● **TAREFAS**
A. Na reportagem sobre o peixe-boi em Ilhéus, até que ano indivíduos da espécie eram vistos na Lagoa Encantada?
B. Escreva a continuação da reportagem sobre o peixe-boi avistado em Ilhéus, começando logo após o último parágrafo.

Quando a criatura enorme se aproximou das margens da Barra de Itaípe, em Ilhéus, banhistas reagiram com espanto. “É um peixe-boi, eu acho”, arriscou um deles. “É uma foca, véi”, retrucou uma voz feminina. “Não morde, não?”, questionou outro curioso.

A indefinição seguiu até que um homem, empunhando pedaço de madeira pontiagudo, chegou perto do animal e sentenciou: “peste, véi, é um peixe-boi mesmo”. Nesse momento, alguém sugeriu que o animal fosse atacado. “Jamais faria isso!”, respondeu o sujeito da lança improvisada, depois de acariciar a cabeça do bicho. “Tem que chamar o pessoal do Ibama”, emendou.

A cena descrita acima foi registrada em vídeo (veja ao final do texto), no último sábado (25), e viralizou nas redes sociais. Ouvidos pelo PIMENTA, especialistas afirmam que o espanto dos banhistas é justificável, dada a raridade da experiência vivenciada. O veterinário Wellington Laudano, do Projeto (A)mar, conta que os últimos relatos sobre a presença de peixe-boi-marinho em Ilhéus remontam há mais de vinte anos. Até 2002, indivíduos da espécie eram vistos na Lagoa Encantada.

“O animal estava declarado como extinto na Bahia há alguns anos, mas, em fevereiro, ele apareceu em Salvador e já havia aparecido no litoral norte da Bahia, em outubro [de 2022]”, recorda o veterinário.

É possível que o peixe-boi de Ilhéus seja o mesmo avistado no norte do estado. O caminho para dirimir essa dúvida, segundo Wellington, é averiguar se o bicho recebeu anilha de identificação ou observar as peculiaridades de sua aparência. “Para ver isso, é preciso ter uma visão total do animal, da cabeça à cauda”.

Pelo que pôde ver no vídeo, ele observou que o espécime não tem anilha, tipo de anel que costuma ser colocado em uma das nadadeiras do peixe-boi. Existe a possibilidade de o equipamento ter se soltado, considerando a hipótese de o animal já ter sido identificado. Além da identificação, as anilhas permitem o monitoramento do paradeiro de animais via GPS.

A aparição também pode ser indicativa de que o peixe-boi-marinho voltou a se estabelecer  na região, cogita o veterinário. “Como não há monitoramento sistemático da espécie nos rios de Ilhéus, pode ser um animal que esteja começando a povoar a região”. Nesse caso, o primeiro ambiente a ser monitorado é o Rio Almada e sua foz, onde o bicho apareceu.

● **ENTRADAS DO CONJUNTO**
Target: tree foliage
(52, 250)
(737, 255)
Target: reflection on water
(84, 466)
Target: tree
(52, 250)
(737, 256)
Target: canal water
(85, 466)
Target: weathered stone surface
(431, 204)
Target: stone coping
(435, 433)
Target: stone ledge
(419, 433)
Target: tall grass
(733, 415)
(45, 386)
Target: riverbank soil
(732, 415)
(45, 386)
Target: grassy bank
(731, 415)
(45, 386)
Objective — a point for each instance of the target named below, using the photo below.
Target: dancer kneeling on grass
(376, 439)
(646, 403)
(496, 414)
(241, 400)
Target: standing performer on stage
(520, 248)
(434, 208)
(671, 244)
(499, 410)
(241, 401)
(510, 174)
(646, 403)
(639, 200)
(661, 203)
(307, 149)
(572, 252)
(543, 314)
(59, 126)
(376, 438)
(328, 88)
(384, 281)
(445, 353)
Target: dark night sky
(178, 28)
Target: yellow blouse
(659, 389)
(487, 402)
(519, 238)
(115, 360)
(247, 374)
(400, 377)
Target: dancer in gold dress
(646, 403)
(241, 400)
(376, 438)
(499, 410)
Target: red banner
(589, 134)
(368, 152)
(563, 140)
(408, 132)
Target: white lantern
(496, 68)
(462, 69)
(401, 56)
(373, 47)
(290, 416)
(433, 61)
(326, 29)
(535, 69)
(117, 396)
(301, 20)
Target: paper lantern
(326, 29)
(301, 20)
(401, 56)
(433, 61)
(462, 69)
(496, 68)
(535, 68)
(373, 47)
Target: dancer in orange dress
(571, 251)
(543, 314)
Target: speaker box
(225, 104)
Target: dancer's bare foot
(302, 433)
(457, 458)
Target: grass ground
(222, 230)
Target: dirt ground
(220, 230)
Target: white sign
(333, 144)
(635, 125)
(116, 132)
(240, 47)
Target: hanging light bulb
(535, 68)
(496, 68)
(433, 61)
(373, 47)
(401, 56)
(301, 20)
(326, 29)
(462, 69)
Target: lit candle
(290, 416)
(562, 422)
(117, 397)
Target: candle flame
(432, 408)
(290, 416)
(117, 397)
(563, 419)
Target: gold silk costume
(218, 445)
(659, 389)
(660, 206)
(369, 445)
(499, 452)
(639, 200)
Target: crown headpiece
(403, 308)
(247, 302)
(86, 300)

● **RESPOSTAS DO EXERCÍCIO**
A. Até 2002.

B.
“EVENTO RARÍSSIMO”

Biólogo e mestre em Sistemas Aquáticos Tropicais pela Universidade Estadual de Santa Cruz (Uesc), Caio Carvalho reforçou ao PIMENTA que, apesar do estuário ser o ambiente natural do peixe-boi-marinho, a aparição desse animal em Ilhéus, hoje, deve ser tratada como “evento raríssimo, pois ele costuma ser visto nos estados nordestinos mais ao norte”.

“Fazendo uma analogia grosseira, o Trichechus manatus, nome científico do peixe-boi-marinho, é como uma vaca aquática, porque se alimenta de vegetação aquática, como as algas do estuário. A espécie foi praticamente extinta devido à pesca predatória”, completou.

A pedido do PIMENTA, Caio levantou hipótese sobre o aparecimento do peixe-boi em Ilhéus. Segundo ele, pode ter sido obra do acaso e estamos falando de um indivíduo jovem perdido, “ou talvez seja indicação de que esse bicho esteja se reproduzindo e voltando a ocupar esses lugares”.

Num contexto ideal, continuou o biólogo, o peixe-boi-marinho deve ser protegido e monitorado. Além disso, apesar de ser um animal dócil, o contato com ele deve ser evitado. “Viu o peixe-boi? A primeira coisa a fazer é entrar em contato com as autoridades ambientais, para que verifiquem se é um animal em perigo de encalhe, machucado, desorientado ou doente, ou se é uma animal saudável e, assim, [a autoridade ambiental pode] fazer o manejo correto de resgate ou apoio para que ele siga seu caminho”.

Referindo-se ao vídeo já citado, Caio disse que o sul da Bahia merece um programa de educação ambiental que popularize o conhecimento sobre as espécies animais e vegetais que já existiram e ainda existem na região. “Você percebe que a maioria das pessoas não sabia que era um peixe-boi. Tinha gente se perguntando: “meu Deus, que bicho é esse?”.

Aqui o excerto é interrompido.